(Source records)

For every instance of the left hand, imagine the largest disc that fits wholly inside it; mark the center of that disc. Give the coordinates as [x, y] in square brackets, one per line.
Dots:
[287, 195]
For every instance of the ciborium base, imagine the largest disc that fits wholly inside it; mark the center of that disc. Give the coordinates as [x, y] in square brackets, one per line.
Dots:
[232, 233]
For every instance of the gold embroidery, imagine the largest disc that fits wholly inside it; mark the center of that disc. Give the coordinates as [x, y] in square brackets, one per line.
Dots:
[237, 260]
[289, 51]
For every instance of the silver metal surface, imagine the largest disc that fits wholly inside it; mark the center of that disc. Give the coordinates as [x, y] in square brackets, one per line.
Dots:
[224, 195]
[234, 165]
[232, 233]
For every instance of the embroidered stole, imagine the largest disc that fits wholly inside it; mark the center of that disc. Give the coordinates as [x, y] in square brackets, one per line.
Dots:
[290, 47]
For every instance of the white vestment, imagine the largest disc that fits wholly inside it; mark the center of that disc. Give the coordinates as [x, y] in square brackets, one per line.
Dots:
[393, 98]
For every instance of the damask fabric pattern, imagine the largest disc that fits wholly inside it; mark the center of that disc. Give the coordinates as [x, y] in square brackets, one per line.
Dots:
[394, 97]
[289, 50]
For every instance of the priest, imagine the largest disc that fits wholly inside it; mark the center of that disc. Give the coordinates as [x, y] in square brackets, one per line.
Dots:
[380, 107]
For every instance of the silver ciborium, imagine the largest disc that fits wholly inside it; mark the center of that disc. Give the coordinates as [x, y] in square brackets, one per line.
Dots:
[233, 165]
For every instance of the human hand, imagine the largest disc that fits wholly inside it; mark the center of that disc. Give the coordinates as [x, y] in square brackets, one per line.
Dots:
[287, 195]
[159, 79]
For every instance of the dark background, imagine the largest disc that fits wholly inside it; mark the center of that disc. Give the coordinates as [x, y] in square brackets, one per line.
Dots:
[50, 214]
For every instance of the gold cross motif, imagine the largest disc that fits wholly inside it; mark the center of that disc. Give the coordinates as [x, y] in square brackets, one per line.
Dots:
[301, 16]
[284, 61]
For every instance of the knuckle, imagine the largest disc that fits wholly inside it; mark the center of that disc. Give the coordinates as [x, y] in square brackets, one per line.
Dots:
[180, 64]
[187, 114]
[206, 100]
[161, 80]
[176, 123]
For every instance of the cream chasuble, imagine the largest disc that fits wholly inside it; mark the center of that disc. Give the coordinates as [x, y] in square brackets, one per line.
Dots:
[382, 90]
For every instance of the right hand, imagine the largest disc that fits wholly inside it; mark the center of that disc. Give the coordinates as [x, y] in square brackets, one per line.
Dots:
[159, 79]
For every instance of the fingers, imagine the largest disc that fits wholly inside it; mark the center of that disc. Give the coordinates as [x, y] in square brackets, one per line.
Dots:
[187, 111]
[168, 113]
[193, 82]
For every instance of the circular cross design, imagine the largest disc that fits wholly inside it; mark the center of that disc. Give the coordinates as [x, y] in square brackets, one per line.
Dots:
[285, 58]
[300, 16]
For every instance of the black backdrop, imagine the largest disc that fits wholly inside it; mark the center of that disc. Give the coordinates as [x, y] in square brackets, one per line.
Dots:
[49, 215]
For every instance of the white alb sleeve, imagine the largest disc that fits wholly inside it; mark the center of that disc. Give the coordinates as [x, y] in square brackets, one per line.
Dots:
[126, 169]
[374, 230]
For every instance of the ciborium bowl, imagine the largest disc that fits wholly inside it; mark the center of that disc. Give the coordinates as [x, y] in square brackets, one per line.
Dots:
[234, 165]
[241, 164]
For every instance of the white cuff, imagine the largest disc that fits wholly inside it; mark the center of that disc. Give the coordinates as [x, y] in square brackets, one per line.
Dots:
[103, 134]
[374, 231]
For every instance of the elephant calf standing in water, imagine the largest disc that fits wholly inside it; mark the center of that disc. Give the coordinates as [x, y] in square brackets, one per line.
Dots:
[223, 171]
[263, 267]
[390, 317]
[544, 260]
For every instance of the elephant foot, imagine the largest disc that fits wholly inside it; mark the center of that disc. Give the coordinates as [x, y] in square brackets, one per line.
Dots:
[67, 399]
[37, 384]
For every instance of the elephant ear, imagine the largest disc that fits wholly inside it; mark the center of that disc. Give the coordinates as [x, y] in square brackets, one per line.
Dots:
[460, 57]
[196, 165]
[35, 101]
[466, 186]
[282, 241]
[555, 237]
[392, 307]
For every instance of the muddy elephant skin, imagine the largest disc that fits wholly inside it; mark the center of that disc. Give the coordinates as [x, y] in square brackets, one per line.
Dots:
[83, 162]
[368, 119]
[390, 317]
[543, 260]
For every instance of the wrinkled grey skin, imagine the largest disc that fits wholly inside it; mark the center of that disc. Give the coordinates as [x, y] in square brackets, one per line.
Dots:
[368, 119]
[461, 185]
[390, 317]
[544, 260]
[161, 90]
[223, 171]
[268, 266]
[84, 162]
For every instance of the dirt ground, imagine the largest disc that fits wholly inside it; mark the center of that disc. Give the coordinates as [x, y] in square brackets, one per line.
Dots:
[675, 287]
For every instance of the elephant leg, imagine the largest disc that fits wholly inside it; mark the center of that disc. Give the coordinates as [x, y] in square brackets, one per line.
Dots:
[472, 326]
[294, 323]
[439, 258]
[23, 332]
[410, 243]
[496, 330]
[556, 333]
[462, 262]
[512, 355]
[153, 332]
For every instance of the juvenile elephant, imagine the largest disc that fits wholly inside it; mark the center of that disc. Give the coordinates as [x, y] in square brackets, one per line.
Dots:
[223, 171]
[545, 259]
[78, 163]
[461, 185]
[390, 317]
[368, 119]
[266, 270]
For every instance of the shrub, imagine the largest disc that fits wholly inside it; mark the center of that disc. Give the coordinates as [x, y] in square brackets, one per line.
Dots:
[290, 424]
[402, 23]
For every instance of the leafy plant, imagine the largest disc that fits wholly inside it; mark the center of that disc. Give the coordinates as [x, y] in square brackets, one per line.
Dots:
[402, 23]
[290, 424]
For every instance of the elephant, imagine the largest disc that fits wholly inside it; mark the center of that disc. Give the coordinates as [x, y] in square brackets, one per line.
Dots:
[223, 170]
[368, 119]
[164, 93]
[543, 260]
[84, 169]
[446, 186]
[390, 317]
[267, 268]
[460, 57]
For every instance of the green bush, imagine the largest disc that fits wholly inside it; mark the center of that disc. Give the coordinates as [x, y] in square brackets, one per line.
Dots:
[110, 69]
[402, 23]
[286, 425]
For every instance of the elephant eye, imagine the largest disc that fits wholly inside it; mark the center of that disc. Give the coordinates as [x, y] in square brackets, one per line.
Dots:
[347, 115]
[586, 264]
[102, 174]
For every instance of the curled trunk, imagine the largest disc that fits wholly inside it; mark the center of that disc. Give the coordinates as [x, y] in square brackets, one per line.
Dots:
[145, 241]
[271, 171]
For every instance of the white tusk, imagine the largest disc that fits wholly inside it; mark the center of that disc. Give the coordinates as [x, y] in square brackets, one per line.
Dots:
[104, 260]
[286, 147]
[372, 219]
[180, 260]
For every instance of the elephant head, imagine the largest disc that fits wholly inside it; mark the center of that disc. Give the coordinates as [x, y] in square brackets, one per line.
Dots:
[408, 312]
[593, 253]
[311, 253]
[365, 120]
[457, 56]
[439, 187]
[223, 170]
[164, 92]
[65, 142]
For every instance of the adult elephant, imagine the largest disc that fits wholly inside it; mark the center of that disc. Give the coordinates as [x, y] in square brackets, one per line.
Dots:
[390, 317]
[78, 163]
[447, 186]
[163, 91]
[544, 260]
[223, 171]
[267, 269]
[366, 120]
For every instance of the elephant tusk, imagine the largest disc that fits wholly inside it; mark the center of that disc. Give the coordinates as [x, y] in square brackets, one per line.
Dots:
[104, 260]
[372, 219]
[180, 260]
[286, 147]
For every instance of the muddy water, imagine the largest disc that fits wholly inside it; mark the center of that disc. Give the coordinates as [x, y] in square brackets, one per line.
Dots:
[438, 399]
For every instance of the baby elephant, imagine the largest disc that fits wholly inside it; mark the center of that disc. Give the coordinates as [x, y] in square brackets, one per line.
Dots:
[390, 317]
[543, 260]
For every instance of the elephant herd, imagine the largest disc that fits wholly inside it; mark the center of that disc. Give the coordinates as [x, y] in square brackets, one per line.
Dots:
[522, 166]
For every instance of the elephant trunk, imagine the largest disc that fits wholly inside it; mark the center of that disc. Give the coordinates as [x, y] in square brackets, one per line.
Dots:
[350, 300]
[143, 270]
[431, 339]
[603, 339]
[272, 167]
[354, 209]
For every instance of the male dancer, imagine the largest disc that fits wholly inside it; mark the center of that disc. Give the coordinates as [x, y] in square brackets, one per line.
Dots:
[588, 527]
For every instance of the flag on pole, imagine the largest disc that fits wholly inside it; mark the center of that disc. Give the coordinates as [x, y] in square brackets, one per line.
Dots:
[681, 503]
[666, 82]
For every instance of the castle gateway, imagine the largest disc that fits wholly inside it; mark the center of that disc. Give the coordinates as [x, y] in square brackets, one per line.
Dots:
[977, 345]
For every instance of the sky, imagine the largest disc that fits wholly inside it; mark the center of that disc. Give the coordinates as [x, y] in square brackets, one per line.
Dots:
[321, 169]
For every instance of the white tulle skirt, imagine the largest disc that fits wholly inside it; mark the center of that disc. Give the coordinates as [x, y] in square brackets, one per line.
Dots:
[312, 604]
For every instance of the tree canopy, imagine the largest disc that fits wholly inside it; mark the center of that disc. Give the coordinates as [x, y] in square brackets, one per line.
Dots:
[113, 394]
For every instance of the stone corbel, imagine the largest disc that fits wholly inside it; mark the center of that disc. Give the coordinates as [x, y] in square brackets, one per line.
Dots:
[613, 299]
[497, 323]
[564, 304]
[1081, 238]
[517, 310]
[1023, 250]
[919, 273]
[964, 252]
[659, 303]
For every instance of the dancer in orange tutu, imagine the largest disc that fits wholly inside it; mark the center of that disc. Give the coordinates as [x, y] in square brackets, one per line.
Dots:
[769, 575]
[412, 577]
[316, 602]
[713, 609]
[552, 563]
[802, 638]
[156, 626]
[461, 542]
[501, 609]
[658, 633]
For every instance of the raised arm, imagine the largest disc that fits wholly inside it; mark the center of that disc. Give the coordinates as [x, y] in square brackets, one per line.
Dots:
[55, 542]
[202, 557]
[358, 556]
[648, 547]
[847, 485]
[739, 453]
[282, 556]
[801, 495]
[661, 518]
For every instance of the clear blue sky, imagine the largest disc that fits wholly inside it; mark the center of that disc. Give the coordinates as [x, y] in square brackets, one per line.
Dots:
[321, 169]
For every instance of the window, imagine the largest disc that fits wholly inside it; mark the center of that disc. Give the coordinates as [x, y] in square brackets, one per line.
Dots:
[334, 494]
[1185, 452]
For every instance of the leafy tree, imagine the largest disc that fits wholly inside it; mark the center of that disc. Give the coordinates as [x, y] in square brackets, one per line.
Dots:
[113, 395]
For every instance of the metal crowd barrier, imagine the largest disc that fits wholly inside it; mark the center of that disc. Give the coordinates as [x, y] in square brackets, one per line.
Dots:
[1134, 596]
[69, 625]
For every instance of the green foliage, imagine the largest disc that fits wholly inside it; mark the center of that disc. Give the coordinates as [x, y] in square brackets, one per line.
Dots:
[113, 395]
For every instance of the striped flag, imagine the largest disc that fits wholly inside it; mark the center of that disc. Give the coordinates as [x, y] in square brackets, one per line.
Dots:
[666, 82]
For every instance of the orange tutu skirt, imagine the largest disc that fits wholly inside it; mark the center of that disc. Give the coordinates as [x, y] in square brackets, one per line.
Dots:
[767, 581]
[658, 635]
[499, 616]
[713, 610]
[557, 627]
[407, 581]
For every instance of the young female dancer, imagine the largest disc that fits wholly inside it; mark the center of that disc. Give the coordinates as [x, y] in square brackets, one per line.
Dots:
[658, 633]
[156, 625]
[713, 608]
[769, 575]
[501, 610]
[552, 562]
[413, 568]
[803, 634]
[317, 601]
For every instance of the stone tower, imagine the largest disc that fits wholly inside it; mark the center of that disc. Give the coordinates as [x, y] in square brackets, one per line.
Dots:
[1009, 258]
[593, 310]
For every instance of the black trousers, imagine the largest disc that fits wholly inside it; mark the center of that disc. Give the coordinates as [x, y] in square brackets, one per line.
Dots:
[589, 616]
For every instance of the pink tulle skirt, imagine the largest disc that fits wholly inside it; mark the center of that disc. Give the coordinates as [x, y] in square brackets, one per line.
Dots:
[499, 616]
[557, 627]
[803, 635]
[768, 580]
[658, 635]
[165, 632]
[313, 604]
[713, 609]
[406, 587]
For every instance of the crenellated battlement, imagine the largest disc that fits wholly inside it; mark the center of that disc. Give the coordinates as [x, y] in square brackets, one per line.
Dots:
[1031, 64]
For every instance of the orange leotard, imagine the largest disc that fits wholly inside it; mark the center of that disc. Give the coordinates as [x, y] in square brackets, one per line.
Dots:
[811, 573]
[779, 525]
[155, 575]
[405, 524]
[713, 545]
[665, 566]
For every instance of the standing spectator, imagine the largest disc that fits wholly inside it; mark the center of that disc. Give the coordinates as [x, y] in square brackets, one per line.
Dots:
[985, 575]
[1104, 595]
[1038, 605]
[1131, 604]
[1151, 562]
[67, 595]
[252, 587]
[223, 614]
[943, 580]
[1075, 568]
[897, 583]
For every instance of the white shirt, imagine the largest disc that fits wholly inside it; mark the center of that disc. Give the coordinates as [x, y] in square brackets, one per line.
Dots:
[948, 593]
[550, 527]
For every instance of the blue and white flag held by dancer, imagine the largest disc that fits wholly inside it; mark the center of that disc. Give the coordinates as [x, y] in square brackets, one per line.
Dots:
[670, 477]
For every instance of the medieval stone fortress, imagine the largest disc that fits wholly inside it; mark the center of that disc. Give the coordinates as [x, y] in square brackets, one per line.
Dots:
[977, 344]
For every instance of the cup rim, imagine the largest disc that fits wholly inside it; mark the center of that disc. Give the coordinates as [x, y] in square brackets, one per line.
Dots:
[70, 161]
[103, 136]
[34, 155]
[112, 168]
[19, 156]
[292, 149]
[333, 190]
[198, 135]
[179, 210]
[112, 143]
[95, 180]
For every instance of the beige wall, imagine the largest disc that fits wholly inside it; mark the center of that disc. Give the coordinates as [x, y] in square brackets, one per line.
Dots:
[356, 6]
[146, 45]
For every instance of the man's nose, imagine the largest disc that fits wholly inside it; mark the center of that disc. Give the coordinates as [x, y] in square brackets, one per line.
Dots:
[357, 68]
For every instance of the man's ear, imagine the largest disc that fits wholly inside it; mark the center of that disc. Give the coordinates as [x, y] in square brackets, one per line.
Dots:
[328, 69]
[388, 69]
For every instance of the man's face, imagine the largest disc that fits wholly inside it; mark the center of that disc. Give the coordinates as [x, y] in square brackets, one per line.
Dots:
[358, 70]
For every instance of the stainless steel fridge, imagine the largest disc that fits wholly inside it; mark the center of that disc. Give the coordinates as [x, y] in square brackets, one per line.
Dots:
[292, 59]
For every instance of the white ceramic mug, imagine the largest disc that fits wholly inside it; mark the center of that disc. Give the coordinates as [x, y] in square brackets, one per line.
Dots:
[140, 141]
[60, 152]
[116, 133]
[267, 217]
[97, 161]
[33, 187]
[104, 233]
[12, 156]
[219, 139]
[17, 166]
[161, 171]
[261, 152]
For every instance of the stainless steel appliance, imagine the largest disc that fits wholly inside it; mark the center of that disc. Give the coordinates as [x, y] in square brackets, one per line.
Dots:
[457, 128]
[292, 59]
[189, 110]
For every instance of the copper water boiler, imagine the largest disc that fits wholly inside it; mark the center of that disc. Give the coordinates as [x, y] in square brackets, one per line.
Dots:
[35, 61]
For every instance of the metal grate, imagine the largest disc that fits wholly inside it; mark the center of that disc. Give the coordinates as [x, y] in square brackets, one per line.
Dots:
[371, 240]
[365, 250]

TASK PROMPT
Find the line with "For every instance of the beige" in the listing above, then write out that line and each remaining line exactly, with no other text.

OUTPUT OF THE TASK
For every instance of the beige wall, imagine the largest disc that fits wholly inside it; mark the center of that disc. Give the coordinates as [x, y] in square brackets, one per line.
Dots:
[356, 6]
[146, 45]
For every instance of the man's nose, imagine the largest disc that fits wholly inside it; mark the center of that disc. Give the coordinates as [x, y] in square brackets, one per line.
Dots:
[357, 68]
For every instance of the man's ear, imagine the largest disc that fits wholly inside it; mark the center of that disc. Give the coordinates as [x, y] in square brackets, one per line.
Dots:
[328, 69]
[388, 69]
For every instance of the man's face, imagine the largest disc that fits wholly inside it; mark the center of that disc. Give the coordinates as [x, y] in square brackets, one per line.
Dots:
[358, 70]
For every instance of the stainless steel fridge, imagine the largest disc that fits wholly inside it; mark the center of that disc. Give the coordinates as [x, y] in square brackets, one per line.
Dots:
[292, 59]
For every instance of the white ceramic mug, imagine the largest disc that fits wholly inside it; mark the center of that disc. Give the coordinates as [x, y] in square brackets, one per line.
Dots:
[140, 141]
[60, 152]
[116, 133]
[267, 217]
[97, 161]
[33, 187]
[104, 233]
[12, 156]
[219, 139]
[17, 166]
[161, 171]
[261, 152]
For every instance of the stainless steel appliance, imagine the largest disc that fits wholly inside it; mark the center of that disc. Give the coordinates as [x, y] in square brackets, one per line.
Dots:
[457, 128]
[292, 59]
[189, 110]
For every instance of the copper water boiler, imagine the largest disc that fits wholly inside it; mark the center of that disc. Give the coordinates as [x, y] in square brackets, one per line.
Dots:
[35, 61]
For every instance of the metal grate, imagine the largest disc that fits wholly inside it; mark the center of that disc. Give the coordinates as [x, y] in square brackets, one per line.
Dots:
[371, 240]
[365, 250]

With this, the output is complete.